*WHAT IS BEING ASKED*
Copy each of the lines below word for word, from the first to the last.

*STORED DATA*
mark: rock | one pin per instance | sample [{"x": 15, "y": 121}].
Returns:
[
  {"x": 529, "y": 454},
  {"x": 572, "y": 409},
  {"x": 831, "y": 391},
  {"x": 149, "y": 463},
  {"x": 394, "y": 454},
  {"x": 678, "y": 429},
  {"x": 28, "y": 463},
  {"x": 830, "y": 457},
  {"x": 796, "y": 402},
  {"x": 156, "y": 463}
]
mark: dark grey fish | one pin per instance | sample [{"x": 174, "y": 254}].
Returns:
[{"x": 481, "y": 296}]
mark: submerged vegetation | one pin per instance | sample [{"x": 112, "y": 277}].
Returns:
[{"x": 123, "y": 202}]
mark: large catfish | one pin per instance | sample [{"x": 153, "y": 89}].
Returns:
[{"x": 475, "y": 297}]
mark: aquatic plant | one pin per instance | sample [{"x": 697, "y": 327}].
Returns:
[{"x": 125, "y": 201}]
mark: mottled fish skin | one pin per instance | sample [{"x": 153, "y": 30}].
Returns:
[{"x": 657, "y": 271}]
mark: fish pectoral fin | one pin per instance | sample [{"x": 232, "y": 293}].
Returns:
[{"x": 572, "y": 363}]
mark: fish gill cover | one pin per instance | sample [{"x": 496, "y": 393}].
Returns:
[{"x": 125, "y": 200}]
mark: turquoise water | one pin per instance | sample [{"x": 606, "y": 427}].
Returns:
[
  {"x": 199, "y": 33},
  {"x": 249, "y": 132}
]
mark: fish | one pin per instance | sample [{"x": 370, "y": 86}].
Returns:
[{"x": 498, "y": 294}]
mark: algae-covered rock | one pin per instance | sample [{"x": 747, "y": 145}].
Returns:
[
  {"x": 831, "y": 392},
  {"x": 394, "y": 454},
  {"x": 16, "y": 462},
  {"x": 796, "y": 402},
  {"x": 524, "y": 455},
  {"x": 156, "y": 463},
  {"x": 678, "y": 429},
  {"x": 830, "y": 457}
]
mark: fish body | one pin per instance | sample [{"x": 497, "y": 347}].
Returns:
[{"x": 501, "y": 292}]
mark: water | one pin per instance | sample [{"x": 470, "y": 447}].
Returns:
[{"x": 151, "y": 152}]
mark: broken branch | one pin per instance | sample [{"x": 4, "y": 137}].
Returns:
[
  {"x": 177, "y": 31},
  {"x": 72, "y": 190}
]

*RIGHT ANSWER*
mark: rock | one pin per instance | sample [{"x": 15, "y": 121}].
Returns:
[
  {"x": 529, "y": 454},
  {"x": 572, "y": 409},
  {"x": 831, "y": 391},
  {"x": 149, "y": 463},
  {"x": 394, "y": 454},
  {"x": 678, "y": 429},
  {"x": 28, "y": 463},
  {"x": 830, "y": 457},
  {"x": 796, "y": 402},
  {"x": 156, "y": 463}
]
mark: dark grey fish | one pin per instance | sample [{"x": 174, "y": 254}].
Returns:
[{"x": 481, "y": 296}]
mark: submerged vegetation | one pin per instance | sample [{"x": 112, "y": 277}].
Returns:
[{"x": 123, "y": 202}]
mark: large catfish | one pin per instance | sample [{"x": 153, "y": 89}].
Returns:
[{"x": 475, "y": 297}]
mark: aquatic plant | one pin per instance | sample [{"x": 697, "y": 327}].
Returns:
[{"x": 125, "y": 201}]
mark: mottled fish skin | one pin per instance | sample [{"x": 153, "y": 30}].
Returns:
[{"x": 657, "y": 271}]
mark: fish pectoral fin | one pin per instance | sample [{"x": 232, "y": 293}].
Returns:
[{"x": 572, "y": 363}]
mark: fish gill cover | one pin per instance | sample [{"x": 496, "y": 393}].
Returns:
[{"x": 125, "y": 200}]
mark: turquoise water | one pin per instance | sample [{"x": 606, "y": 427}].
Returns:
[
  {"x": 199, "y": 33},
  {"x": 249, "y": 132}
]
mark: fish | one pin per instance | sample [{"x": 370, "y": 86}].
Returns:
[{"x": 498, "y": 294}]
mark: algae-covered rock | one pin per instance | sample [{"x": 747, "y": 145}].
Returns:
[
  {"x": 831, "y": 392},
  {"x": 394, "y": 454},
  {"x": 16, "y": 462},
  {"x": 796, "y": 402},
  {"x": 524, "y": 455},
  {"x": 156, "y": 463},
  {"x": 678, "y": 429},
  {"x": 830, "y": 457}
]
mark: fish body | one pin per instance | sample [{"x": 497, "y": 347}].
Returns:
[{"x": 501, "y": 292}]
mark: water | one pin per instance | sample [{"x": 470, "y": 447}].
Returns:
[{"x": 151, "y": 152}]
mark: broken branch | one pin per instance | sample [{"x": 4, "y": 137}].
Returns:
[
  {"x": 177, "y": 31},
  {"x": 72, "y": 190}
]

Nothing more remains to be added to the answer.